* **INPUT FOR THIS TASK**
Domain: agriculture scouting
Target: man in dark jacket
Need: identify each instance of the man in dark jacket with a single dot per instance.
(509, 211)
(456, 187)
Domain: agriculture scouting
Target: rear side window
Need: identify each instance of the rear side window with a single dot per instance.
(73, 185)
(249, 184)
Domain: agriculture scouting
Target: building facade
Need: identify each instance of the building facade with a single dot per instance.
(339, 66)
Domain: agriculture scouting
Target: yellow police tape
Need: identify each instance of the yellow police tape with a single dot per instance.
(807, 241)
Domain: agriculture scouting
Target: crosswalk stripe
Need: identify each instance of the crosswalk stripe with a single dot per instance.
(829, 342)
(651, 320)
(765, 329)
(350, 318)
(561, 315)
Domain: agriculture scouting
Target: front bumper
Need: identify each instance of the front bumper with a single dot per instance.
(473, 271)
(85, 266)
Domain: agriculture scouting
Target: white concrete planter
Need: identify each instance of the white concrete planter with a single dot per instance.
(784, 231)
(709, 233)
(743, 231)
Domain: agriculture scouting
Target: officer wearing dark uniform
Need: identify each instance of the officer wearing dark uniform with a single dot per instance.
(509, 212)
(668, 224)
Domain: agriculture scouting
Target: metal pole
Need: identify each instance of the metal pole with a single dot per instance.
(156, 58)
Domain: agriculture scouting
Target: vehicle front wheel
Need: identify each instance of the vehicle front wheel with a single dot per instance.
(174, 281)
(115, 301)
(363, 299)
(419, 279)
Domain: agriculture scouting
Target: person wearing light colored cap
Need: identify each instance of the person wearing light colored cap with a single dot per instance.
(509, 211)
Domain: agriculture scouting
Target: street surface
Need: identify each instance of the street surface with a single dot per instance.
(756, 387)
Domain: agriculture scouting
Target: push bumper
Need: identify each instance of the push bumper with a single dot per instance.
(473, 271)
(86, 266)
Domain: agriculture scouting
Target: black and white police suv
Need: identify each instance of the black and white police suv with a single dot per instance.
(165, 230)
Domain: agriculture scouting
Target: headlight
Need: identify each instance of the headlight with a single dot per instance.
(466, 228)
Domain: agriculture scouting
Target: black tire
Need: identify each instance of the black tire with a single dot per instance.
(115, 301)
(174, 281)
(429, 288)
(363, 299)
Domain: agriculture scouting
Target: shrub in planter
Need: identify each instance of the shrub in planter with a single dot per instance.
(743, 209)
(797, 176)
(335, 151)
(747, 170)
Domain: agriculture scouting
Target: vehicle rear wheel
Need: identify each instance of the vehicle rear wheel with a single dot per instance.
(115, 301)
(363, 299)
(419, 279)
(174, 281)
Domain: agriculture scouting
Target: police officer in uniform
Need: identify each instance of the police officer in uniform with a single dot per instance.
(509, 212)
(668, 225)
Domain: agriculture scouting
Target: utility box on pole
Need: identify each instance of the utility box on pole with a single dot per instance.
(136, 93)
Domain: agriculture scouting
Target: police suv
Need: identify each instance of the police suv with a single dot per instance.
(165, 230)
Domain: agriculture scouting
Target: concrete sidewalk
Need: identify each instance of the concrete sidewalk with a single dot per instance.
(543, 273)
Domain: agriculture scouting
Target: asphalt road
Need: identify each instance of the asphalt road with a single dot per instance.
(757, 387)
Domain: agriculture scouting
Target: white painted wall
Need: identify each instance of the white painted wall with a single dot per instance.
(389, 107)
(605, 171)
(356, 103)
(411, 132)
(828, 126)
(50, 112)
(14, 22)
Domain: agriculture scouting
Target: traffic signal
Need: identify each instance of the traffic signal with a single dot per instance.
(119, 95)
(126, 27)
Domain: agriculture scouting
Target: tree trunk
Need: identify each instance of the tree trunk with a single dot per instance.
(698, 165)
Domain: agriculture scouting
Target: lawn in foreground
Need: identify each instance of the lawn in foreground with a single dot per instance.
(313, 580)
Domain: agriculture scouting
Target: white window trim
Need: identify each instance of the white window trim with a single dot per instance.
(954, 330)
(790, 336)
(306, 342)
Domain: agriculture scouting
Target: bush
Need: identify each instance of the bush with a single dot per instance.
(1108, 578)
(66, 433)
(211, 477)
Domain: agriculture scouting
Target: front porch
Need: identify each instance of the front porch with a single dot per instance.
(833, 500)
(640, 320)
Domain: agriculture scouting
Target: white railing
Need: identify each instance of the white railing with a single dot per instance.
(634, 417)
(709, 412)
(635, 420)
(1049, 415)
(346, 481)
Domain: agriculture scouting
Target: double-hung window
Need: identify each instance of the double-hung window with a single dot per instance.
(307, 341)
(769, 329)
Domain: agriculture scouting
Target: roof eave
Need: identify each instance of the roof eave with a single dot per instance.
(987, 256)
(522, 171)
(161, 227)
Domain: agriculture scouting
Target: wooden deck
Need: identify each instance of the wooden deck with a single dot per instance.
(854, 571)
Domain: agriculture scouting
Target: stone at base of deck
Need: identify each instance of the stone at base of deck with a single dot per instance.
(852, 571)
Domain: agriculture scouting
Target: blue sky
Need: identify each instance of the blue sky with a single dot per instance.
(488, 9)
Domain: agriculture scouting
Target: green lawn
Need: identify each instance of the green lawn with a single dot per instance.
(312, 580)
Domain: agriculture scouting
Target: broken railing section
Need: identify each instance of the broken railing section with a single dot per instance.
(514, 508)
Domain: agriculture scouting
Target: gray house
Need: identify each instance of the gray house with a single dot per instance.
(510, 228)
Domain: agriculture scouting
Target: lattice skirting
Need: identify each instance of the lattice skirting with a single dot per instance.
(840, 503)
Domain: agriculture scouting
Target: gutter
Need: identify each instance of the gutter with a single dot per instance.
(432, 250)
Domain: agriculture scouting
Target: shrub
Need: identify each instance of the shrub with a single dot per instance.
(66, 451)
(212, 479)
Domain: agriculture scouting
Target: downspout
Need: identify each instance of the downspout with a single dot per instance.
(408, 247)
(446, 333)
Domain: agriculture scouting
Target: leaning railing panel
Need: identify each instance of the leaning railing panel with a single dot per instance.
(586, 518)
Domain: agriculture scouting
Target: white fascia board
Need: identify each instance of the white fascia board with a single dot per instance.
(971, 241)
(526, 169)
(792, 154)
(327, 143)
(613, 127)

* **THE EXERCISE**
Exactly reproduce every line found in the records.

* **RESPONSE TO THIS EXERCISE**
Domain: agriculture scouting
Target: man in dark jacket
Need: identify each instance of the man in dark jacket with a single dot per instance.
(509, 211)
(456, 187)
Domain: agriculture scouting
Target: rear side window
Need: identify each instance of the rear side window with a single dot per instance.
(73, 185)
(249, 184)
Domain: agriculture scouting
Target: building facade
Need: identify each instance of the building facade with a single dot per instance.
(339, 66)
Domain: agriculture scouting
Target: yellow police tape
Need: identify each instance of the yellow police tape with a single dot per instance.
(807, 241)
Domain: agriculture scouting
Target: crosswalk stripe
Need: identify each instance of the crosswalk stripe with a single dot per instance.
(829, 342)
(651, 320)
(765, 329)
(350, 318)
(561, 315)
Domain: agriculture scouting
Target: front bumper
Need: identify each instance of the front bumper with a single dot per instance.
(473, 271)
(85, 266)
Domain: agriculture scouting
Target: white concrete planter
Need: identify each instance of the white concrete planter with a single dot per instance.
(784, 231)
(709, 233)
(743, 231)
Domain: agriculture scouting
Target: officer wearing dark uniform
Need: identify each instance of the officer wearing dark uniform with a single dot per instance.
(509, 212)
(668, 224)
Domain: agriculture scouting
Target: metal pole
Need: identify each instance of the metal pole with a single dot per instance.
(156, 58)
Domain: agriculture scouting
Target: vehicle front wheel
Need: identify each instance of the vehicle front wheel with a single dot per instance.
(174, 281)
(115, 301)
(363, 299)
(419, 279)
Domain: agriculture scouting
Target: person wearing light colored cap
Need: identify each instance of the person wearing light colored cap with a single dot per instance.
(509, 211)
Domain: agriculture scouting
Target: street surface
Need: identify each instance of the street surface with a single dot per instance.
(756, 387)
Domain: agriculture scouting
Target: push bumper
Need: identify each instance of the push bumper with a single dot per instance.
(473, 271)
(86, 266)
Domain: agriculture scouting
Target: black and white police suv
Need: identify each instance of the black and white police suv with a single dot per instance.
(165, 230)
Domain: agriculture scouting
Target: headlight
Need: identify each instance of the headlight with a single dot per instance.
(466, 228)
Domain: agriculture scouting
Target: black tire
Need: identify each instance of the black tire with a single dot per instance.
(115, 301)
(174, 281)
(429, 288)
(363, 299)
Domain: agriculture scouting
Target: shrub in planter
Need: identify each instance of the shrub in planter with a single dot per instance.
(743, 209)
(797, 176)
(335, 151)
(747, 170)
Domain: agriculture scouting
Target: vehicle rear wheel
Need: identify each instance of the vehicle rear wheel with a single dot per instance.
(115, 301)
(363, 299)
(419, 279)
(174, 281)
Domain: agriculture scouting
Target: police officer in uniform
Need: identify each instance of the police officer in uniform with a single dot per instance.
(509, 212)
(668, 225)
Domain: agriculture scouting
Target: utility box on pole
Need: identify each instance of the utility box on pole with a single dot per instance.
(136, 93)
Domain: agriculture scouting
Target: police suv
Need: identify each instance of the police suv with a single dot per instance.
(165, 230)
Domain: agriculture scouting
Target: concrete sidewalk
Need: identify each instance of the concrete sidewalk with a single dot per instance.
(543, 273)
Domain: agriculture scouting
Target: asphalt road
Need: identify each instance of the asphalt road with a single dot per instance.
(757, 387)
Domain: agriculture scouting
Target: white painted wall
Need: identify each instance of the white painted wall with a single dot per instance.
(389, 107)
(605, 171)
(356, 103)
(411, 132)
(828, 126)
(50, 112)
(14, 22)
Domain: agriculture scouting
Target: traffic signal
Need: identify each instance of the traffic signal with a single dot per instance.
(119, 95)
(126, 27)
Domain: agriculture scouting
Target: tree trunk
Need: identify each instance of the tree trunk with a single dot per instance.
(698, 165)
Domain: agriculture scouting
Target: lawn in foreground
Need: identify each instance of the lawn in foreground with a single dot per instance.
(313, 580)
Domain: agriculture scouting
Target: white window trim
Need: identify each instance of the white window trim with a single dot per instance.
(954, 330)
(790, 336)
(306, 342)
Domain: agriculture scouting
Target: bush
Need: identify each instance of the bush with a single dot per instance.
(1108, 578)
(66, 433)
(211, 477)
Domain: agriculture scouting
Target: front porch
Need: identify each instance of the front porch with a single dot per instance.
(833, 500)
(640, 320)
Domain: agriculture scouting
Target: white railing
Need: identify each instance of the white railing with a single dot per instance.
(634, 417)
(709, 412)
(635, 420)
(1049, 415)
(346, 481)
Domain: agriculture scouting
Target: double-hung window
Need: identify each instance of the double-hung window with a single dot per instance.
(307, 341)
(769, 329)
Domain: agriculture scouting
Target: roof eave
Need: identify each instance of the roof eave with a single dot per instance.
(987, 256)
(522, 171)
(161, 227)
Domain: agriculture scouting
Target: wooden deck
Need: identify each instance of the wooden deck with a single dot per instance.
(854, 571)
Domain: agriculture scouting
Target: stone at base of deck
Need: identify each instance of the stone at base of deck with a single dot per instance.
(852, 571)
Domain: agriculture scouting
Target: blue sky
Need: identify each instance of the blue sky with a single dot per instance.
(488, 9)
Domain: agriculture scouting
Target: green lawn
Need: identify each instance of the green lawn with a single dot per instance.
(312, 580)
Domain: agriculture scouting
Target: broken railing section
Need: identify each instance of the broken railing section with a single dot per instance.
(514, 508)
Domain: agriculture scouting
Target: gray house
Need: identify each instance of the gray house with a single dot per instance.
(510, 228)
Domain: agriculture scouting
Target: lattice skirting
Need: identify each instance of the lattice skirting with a single dot per instance.
(840, 503)
Domain: agriculture scouting
Target: gutter
Need: identify each instance of the gutter with a single dot per instance.
(432, 250)
Domain: agriculture scouting
Target: shrub
Need: identify each instance of the shrub with a single dot per instance.
(66, 451)
(212, 479)
Domain: agriculture scouting
Target: downspout
Need: identify each instance of the downspout with a single dot per instance.
(408, 247)
(446, 333)
Domain: agriculture scouting
Target: leaning railing panel
Need: identify each instance of the leaning railing panel with a single dot per instance.
(586, 518)
Domain: agriculture scouting
Target: white fascia board
Need: identify each instance of the white fascia board with a single dot per instance.
(971, 241)
(526, 169)
(792, 154)
(327, 143)
(613, 127)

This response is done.